SUPPLIED PASSAGE:
----

The President commented that many Soviets stay here when they come on tours.

Secretary Block added that it is to our benefit to have Soviets come to the United States and see the vast contrast in societies between theirs and ours. The discussion continued briefly, with Deputy Secretary Dam stating that the areas of the study dealing with exchanges could be reworked.

Judge Clark pointed out that time was up—that no decisions had been reached, and that more drafting was in order.

The President concluded the meeting by thanking the participants for expressing their points of view, with the final observation that he thought the discussion had cleared the air a little.

  1. Source: Reagan Library, Executive Secretariat, NSC: NSC Meeting File, NSC00070 16 DEC 82 [2/2]. Secret. The meeting took place in the Cabinet Room. Prepared by Colonel Michael Wheeler of the National Security Council Staff, based on his handwritten notes. (Ibid.) According to the President’s Daily Diary, the meeting lasted from 2:05 until 3:05 p.m. (Reagan Library, President’s Daily Diary) All brackets are in the original.
  2. See Document 249.
  3. The Departments of State, Treasury, Agriculture, and Commerce had objected and advocated removing the following two sentences from the draft of NSDD 75: “To induce the USSR to shift capital and resources from the defense sector to capital investments and consumer goods,” and “To refrain from assisting the Soviet Union with developing natural resources with which to earn, at minimal cost to itself, hard currency.” (Draft NSDD, Reagan Library, Executive Secretariat, NSC: NSC Meeting File, NSC00070 16 DEC 82 [2/2])

----

JOB 1:
For each statement below, decide whether it agrees with the meeting account above. Answer yes or no, and quote the words of the meeting account that settle it.
(a) Judge Clark said that decisions had been reached.
(b) The meeting lasted from 2:05 until 3:05 p.m.
(c) The meeting was held in the Oval Office.

----

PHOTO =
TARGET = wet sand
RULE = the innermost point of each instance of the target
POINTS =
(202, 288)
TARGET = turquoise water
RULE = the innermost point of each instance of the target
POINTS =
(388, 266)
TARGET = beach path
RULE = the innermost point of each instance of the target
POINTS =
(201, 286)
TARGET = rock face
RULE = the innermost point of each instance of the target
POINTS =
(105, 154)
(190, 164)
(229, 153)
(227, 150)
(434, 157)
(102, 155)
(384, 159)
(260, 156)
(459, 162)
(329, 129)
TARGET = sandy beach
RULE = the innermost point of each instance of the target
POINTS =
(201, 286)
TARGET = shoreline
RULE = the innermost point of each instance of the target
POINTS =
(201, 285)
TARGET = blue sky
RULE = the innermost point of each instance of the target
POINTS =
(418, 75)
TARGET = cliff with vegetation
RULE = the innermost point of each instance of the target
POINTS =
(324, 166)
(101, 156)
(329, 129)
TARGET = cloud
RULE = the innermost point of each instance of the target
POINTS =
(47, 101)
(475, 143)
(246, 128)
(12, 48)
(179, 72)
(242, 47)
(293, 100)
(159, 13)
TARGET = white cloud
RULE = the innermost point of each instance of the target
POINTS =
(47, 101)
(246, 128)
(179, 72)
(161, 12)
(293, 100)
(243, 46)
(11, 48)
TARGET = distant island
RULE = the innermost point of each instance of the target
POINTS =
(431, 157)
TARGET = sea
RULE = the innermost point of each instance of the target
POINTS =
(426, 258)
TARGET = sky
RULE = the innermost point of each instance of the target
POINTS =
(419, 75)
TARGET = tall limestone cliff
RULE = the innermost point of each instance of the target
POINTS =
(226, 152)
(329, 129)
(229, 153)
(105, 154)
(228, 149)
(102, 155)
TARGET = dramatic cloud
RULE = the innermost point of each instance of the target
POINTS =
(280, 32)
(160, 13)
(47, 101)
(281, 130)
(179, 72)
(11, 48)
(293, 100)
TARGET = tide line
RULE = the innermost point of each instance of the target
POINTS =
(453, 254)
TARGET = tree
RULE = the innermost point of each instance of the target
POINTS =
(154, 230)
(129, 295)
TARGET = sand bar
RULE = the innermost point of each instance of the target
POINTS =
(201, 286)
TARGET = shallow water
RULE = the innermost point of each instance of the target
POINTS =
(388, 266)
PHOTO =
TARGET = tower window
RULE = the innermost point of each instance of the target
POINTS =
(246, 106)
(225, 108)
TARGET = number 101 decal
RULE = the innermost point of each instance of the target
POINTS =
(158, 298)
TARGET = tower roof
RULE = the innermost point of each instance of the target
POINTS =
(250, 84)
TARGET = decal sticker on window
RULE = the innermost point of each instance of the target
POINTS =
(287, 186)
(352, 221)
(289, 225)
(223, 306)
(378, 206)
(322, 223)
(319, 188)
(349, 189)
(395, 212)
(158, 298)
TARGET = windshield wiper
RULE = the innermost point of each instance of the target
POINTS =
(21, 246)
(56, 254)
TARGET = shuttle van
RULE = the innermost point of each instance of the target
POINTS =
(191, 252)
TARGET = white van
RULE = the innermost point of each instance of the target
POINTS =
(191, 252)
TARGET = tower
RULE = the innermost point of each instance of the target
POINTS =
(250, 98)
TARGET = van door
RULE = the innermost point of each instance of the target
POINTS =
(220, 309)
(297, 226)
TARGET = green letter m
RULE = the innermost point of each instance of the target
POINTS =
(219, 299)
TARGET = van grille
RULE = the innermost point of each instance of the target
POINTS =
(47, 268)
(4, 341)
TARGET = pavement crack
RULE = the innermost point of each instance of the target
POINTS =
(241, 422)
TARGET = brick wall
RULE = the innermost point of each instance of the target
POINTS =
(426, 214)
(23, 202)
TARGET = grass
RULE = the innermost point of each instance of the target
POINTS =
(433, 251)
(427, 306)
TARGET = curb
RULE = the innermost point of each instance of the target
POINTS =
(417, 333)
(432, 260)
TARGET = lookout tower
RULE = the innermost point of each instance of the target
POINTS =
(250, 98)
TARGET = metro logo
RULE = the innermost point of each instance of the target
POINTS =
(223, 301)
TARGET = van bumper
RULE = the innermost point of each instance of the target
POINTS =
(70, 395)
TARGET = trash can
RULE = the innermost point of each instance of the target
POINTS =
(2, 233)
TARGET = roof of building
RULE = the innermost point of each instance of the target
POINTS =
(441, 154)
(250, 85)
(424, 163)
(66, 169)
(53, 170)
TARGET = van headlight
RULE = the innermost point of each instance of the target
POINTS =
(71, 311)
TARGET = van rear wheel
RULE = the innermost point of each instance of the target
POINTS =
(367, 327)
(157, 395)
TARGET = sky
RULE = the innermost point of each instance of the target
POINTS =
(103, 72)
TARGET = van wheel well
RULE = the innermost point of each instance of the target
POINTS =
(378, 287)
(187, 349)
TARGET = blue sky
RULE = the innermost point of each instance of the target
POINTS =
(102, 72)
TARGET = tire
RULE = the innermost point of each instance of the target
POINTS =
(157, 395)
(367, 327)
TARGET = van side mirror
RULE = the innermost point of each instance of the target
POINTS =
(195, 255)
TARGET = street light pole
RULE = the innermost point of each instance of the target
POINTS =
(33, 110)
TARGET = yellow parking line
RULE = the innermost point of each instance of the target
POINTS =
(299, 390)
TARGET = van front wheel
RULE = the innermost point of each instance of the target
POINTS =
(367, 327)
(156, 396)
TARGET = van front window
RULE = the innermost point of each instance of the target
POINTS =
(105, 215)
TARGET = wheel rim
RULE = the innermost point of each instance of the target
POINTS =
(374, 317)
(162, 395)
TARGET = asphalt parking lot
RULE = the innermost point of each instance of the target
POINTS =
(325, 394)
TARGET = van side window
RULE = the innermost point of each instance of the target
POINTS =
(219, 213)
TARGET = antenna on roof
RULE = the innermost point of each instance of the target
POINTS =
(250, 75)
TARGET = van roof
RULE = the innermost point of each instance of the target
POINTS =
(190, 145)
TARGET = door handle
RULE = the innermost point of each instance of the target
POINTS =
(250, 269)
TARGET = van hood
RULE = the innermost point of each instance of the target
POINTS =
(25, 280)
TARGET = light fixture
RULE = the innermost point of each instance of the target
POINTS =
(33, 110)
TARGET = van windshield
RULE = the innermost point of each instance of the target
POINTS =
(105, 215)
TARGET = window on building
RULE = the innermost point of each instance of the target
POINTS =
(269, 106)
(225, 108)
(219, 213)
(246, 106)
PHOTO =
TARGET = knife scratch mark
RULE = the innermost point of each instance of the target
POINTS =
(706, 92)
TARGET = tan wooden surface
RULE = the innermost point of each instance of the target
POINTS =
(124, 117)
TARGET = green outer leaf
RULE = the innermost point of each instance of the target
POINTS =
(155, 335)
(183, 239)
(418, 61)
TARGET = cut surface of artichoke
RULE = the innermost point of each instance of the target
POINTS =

----

JOB 2:
Please locate every line in the rows above that contains the word "roof", and copy each such line.

WORKED SOLUTION 1:
(a) No: "that no decisions had been reached"
(b) Yes: "the meeting lasted from 2:05 until 3:05 p.m."
(c) No: "The meeting took place in the Cabinet Room."

WORKED SOLUTION 2:
TARGET = tower roof
TARGET = roof of building
TARGET = antenna on roof
TARGET = van roof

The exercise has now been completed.